#### Aim of the task:
Please gather and copy every line in the rows below that contains the string "cabinet". Case counts when matching.

### Exercise inputs ###

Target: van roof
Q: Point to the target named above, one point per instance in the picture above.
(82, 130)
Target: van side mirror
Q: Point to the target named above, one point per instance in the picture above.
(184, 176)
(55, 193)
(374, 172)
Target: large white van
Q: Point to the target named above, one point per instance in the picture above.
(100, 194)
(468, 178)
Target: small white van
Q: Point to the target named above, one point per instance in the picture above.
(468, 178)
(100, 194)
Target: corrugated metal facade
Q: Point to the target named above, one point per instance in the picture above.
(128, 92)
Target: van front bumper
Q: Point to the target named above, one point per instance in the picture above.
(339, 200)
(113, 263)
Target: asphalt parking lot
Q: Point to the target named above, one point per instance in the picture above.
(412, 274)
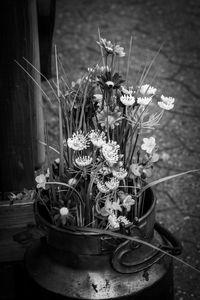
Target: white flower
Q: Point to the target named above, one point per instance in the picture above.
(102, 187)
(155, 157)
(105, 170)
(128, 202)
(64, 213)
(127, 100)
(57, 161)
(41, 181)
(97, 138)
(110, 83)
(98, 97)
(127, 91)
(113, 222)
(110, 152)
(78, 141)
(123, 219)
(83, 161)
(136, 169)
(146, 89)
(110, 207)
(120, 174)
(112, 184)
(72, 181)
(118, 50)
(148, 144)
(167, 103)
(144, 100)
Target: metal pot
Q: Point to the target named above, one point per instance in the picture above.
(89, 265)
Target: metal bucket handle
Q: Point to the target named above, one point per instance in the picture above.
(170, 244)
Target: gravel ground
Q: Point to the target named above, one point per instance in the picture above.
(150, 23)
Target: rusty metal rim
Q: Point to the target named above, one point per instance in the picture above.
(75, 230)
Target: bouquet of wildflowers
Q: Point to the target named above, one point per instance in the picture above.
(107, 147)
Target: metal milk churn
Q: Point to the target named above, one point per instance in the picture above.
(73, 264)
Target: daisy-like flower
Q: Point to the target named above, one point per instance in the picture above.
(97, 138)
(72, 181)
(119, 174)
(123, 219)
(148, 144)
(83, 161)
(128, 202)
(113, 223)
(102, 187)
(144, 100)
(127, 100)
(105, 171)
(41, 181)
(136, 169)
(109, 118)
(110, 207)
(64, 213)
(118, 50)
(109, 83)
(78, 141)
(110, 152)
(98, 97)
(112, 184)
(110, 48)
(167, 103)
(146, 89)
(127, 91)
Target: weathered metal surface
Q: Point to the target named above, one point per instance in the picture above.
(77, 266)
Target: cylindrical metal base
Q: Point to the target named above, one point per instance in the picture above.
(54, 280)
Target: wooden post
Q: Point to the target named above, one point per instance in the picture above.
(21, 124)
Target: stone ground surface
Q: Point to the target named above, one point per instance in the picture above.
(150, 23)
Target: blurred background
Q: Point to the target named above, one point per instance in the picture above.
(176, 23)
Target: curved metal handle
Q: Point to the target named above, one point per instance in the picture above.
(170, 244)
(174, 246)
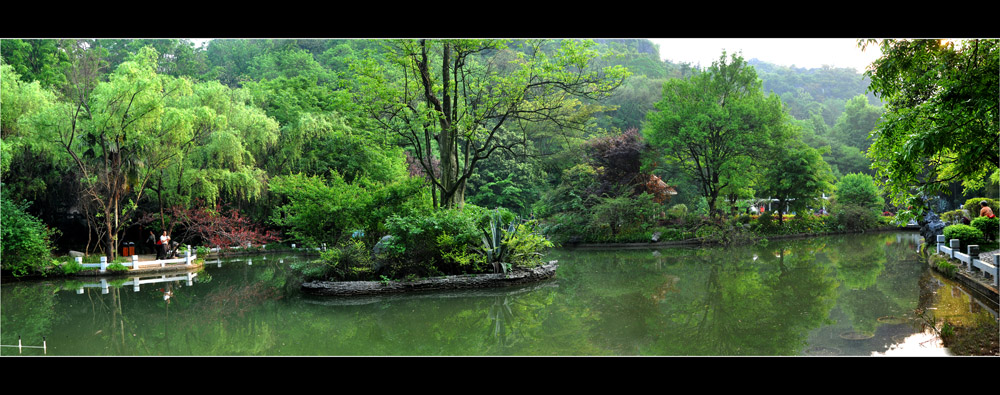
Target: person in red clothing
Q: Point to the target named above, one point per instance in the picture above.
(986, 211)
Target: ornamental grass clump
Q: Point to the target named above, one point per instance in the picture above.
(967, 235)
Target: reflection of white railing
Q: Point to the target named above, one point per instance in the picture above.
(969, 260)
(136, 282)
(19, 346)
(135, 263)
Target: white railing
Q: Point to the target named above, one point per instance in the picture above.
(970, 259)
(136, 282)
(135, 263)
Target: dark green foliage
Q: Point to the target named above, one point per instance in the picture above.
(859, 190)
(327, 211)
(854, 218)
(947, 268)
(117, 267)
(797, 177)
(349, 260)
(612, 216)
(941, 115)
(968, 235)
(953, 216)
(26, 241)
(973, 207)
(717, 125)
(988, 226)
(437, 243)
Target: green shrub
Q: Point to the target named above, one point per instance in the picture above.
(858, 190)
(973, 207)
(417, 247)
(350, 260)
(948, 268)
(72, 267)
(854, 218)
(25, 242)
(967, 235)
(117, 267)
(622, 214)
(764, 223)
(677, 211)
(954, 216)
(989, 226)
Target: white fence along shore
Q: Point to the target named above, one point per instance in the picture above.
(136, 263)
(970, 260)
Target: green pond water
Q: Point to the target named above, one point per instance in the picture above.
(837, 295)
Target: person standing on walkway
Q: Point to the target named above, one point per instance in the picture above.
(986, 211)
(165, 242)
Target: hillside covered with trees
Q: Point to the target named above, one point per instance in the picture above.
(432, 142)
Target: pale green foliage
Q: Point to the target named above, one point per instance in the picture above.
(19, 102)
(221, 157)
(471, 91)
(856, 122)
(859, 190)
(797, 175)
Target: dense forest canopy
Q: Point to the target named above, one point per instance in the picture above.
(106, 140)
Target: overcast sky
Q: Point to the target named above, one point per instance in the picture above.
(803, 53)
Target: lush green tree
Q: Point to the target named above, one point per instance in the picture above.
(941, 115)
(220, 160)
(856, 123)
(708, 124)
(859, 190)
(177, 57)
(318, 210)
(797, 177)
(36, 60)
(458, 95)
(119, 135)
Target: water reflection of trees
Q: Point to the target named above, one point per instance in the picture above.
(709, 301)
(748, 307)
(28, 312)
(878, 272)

###
### Exercise inputs ###

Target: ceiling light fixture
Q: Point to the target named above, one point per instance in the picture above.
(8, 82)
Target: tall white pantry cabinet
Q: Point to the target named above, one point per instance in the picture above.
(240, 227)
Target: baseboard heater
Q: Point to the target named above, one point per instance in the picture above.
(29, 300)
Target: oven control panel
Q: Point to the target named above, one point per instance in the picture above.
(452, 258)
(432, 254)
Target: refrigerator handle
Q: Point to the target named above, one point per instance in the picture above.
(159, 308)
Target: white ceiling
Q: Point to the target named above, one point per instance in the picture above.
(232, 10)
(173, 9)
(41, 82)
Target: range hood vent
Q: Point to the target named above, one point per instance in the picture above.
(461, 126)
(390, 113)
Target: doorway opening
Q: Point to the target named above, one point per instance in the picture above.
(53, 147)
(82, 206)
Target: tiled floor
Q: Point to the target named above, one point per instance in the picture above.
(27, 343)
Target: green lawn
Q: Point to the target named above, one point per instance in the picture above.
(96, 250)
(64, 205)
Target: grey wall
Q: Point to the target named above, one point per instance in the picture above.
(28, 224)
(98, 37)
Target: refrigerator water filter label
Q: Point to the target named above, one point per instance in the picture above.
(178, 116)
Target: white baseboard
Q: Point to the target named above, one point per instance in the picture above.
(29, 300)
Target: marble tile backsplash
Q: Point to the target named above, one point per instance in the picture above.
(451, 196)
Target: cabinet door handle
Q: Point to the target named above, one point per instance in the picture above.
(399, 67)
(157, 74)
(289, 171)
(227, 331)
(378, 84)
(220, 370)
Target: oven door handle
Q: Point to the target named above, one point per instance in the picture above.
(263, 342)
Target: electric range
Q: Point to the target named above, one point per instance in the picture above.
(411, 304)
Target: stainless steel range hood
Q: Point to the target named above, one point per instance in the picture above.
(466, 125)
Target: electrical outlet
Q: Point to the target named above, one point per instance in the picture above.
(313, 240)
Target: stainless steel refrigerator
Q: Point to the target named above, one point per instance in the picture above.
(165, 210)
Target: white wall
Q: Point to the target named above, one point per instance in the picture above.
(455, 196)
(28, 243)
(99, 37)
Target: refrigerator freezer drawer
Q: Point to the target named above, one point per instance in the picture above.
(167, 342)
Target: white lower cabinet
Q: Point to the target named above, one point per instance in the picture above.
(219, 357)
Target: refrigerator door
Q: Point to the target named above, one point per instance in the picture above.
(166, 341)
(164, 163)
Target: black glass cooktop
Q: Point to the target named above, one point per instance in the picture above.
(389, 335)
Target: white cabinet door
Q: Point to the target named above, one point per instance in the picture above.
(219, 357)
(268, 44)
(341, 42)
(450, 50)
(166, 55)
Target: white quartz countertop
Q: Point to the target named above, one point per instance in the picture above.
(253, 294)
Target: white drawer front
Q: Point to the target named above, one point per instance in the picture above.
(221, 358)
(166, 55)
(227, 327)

###

#### Output of the exercise:
Target: tall white pantry cabinet
Target: cabinet door handle
Target: white lower cabinet
Target: white cabinet door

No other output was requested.